**Task objective**
From the records below, take each line where the string "blurred" shows up and copy it.

[Referring expression data]

· · · · ·

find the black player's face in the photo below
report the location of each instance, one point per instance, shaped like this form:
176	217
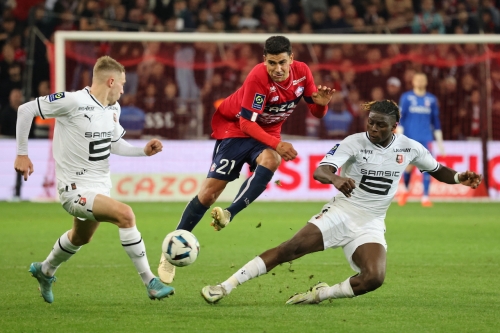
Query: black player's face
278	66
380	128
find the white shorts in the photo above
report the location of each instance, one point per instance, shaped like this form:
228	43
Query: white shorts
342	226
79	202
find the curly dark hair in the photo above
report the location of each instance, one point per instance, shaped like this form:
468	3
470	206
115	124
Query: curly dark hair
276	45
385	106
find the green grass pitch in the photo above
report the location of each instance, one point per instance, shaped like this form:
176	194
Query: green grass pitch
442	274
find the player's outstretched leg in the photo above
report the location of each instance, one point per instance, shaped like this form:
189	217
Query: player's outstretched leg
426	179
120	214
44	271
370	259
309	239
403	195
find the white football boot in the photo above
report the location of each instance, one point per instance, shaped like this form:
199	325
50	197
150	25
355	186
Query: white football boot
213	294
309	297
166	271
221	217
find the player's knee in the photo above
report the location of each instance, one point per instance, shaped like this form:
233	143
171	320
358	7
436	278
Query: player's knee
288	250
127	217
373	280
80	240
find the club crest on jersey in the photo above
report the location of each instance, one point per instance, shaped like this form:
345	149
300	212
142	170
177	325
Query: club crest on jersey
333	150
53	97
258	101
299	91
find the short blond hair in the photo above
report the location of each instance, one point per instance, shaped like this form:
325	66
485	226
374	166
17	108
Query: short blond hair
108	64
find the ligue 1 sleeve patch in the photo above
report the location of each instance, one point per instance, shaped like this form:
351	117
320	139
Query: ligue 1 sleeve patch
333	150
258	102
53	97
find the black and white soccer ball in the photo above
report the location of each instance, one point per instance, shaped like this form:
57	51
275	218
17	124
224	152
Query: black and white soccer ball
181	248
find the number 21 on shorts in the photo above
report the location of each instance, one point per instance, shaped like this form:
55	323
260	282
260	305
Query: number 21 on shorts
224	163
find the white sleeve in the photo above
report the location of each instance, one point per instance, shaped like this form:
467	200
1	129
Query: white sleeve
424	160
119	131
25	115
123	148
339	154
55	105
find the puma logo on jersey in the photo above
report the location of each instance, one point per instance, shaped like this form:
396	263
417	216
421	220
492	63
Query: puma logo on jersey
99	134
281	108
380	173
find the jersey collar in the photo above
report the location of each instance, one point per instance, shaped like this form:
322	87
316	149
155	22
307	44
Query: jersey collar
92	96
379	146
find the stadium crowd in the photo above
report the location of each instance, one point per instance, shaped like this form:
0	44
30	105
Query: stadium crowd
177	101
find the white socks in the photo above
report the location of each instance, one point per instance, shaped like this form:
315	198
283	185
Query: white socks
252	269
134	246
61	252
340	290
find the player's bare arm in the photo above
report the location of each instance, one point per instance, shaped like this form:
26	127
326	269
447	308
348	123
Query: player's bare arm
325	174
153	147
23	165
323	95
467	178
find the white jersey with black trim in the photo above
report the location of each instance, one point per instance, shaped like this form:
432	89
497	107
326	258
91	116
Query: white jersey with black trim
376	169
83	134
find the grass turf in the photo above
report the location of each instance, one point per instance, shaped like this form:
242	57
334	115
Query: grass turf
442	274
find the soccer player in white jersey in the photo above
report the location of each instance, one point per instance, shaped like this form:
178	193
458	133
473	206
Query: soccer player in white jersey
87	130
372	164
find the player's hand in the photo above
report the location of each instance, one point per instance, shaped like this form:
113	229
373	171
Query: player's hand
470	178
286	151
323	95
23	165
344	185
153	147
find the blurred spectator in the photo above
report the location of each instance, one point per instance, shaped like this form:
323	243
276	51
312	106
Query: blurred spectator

· · · · ·

**Answer below**
find the blurred spectator in the photo above
Query: blurred spectator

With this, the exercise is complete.